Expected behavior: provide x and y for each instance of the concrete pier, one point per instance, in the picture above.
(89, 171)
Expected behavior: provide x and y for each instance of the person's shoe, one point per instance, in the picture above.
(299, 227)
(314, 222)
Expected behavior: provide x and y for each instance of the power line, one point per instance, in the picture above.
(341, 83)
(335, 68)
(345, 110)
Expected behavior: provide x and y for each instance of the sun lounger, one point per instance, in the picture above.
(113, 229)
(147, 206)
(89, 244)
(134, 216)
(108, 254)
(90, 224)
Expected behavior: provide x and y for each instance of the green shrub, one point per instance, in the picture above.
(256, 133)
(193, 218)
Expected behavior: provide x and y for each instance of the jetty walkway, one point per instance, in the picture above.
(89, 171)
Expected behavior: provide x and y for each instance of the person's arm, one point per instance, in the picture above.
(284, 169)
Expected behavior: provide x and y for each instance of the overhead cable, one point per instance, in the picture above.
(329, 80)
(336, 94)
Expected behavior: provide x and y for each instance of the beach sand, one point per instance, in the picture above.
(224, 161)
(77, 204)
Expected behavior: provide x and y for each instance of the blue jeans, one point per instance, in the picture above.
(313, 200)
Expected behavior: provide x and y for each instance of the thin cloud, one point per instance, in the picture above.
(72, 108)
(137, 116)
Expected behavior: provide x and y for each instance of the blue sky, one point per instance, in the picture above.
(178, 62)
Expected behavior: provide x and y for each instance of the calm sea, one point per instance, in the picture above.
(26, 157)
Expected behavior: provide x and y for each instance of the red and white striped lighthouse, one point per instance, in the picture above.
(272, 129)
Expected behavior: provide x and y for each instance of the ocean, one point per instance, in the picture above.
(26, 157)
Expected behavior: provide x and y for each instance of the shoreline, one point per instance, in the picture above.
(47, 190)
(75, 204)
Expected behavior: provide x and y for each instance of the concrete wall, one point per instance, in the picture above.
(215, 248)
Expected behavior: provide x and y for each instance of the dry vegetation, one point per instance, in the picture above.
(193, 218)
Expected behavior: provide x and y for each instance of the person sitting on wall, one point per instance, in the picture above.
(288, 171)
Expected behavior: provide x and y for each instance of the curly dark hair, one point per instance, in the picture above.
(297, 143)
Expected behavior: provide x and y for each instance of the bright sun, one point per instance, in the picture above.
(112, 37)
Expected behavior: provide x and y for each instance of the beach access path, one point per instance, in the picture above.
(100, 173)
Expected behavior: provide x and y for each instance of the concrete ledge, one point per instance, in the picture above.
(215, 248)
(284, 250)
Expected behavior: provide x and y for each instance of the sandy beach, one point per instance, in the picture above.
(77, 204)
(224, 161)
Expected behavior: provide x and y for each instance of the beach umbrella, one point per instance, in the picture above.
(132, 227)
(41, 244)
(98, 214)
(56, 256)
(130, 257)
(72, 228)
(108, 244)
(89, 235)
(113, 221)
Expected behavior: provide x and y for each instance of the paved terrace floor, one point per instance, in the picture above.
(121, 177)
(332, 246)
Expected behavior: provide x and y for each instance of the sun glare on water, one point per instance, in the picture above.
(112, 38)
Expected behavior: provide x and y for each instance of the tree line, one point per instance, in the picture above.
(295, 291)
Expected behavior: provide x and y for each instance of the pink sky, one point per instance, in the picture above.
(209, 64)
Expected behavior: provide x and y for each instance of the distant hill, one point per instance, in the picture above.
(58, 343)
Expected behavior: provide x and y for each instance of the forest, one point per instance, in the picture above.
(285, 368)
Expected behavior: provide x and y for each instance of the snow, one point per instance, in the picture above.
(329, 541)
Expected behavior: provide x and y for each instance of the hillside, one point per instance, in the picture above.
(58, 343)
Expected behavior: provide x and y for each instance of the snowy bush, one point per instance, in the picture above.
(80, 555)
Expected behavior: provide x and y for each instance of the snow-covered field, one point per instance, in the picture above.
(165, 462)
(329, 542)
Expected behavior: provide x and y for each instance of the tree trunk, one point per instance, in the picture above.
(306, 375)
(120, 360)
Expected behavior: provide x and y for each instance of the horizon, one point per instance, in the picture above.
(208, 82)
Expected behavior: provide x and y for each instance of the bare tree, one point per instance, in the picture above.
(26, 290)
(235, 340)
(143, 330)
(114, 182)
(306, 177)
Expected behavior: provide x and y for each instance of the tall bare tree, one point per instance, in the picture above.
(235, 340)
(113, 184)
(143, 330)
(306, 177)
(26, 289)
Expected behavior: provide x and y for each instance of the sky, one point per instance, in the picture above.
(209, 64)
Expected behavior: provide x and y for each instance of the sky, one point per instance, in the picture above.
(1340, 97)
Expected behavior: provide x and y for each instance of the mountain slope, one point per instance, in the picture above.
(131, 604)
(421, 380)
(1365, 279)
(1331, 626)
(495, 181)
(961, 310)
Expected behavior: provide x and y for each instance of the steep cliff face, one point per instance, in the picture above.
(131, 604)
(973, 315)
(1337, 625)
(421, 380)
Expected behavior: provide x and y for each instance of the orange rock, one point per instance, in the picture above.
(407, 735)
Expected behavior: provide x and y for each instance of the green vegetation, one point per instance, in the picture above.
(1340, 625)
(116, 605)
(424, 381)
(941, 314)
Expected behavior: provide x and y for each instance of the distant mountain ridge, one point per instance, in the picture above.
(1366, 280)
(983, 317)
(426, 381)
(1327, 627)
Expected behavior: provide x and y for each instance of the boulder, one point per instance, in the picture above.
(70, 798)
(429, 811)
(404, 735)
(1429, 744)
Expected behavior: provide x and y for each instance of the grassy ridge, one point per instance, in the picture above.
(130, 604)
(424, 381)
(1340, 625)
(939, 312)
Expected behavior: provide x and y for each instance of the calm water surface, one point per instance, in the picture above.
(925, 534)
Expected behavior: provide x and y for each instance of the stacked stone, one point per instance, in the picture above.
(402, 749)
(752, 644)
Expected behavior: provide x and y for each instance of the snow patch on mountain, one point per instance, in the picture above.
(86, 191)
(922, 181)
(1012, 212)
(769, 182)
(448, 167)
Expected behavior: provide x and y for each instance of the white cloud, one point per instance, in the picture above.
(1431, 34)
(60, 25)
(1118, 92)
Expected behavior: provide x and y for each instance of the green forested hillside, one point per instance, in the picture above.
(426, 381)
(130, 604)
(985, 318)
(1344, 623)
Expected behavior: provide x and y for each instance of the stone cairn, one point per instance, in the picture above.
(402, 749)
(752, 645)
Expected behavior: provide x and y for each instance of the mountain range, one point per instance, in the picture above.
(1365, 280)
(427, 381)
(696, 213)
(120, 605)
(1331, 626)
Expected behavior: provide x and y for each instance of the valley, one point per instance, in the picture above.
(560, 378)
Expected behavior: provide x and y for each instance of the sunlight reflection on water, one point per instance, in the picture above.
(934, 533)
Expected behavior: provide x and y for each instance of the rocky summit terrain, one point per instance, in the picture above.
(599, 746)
····················
*Task details:* Please rewrite the entries starting at the line that has "of the bare" and ending after the line that has "(1429, 744)". Change "steep cliff face" to "sheer rock wall" and leave every other word as it is.

*Completed exercise:*
Expected behavior: provide x and y for each instance of the bare tree, one point per instance, in the picture above.
(26, 290)
(235, 340)
(143, 330)
(114, 182)
(306, 177)
Expected behavior: provide x and y for each instance of the tall bare tree, one point per instance, in the picture above.
(235, 340)
(113, 184)
(143, 330)
(306, 177)
(26, 289)
Expected behavior: provide x and y for each instance of the sky, one point per instance, in the picture above.
(209, 64)
Expected behavior: provide x and y for each instance of the sky, one point per instance, in the picture above.
(1340, 97)
Expected behavior: provide x and y for each instance of the mountain slope, one point per instance, in the picture above.
(131, 604)
(421, 380)
(1365, 279)
(1331, 626)
(495, 181)
(961, 310)
Expected behavior: provide x and y for each instance of the sheer rock wall, one point per instance, in the picture above.
(131, 604)
(973, 315)
(1337, 625)
(421, 380)
Expected behavior: provide x and y for each instance of the orange rock, one point per instance, in the picture above.
(407, 735)
Expected behavior: provide x and y for each instance of the green vegetation, one point per instance, in the picture above.
(1340, 625)
(116, 605)
(424, 381)
(941, 314)
Expected behavior: provide x and y for each instance of the distant mountain ridge, one point per instance, in the picture above.
(1366, 280)
(983, 317)
(426, 381)
(1327, 627)
Expected behavior: provide x and y for each instance of the boulder, one point per instance, in the picture above.
(70, 798)
(429, 811)
(404, 735)
(1429, 744)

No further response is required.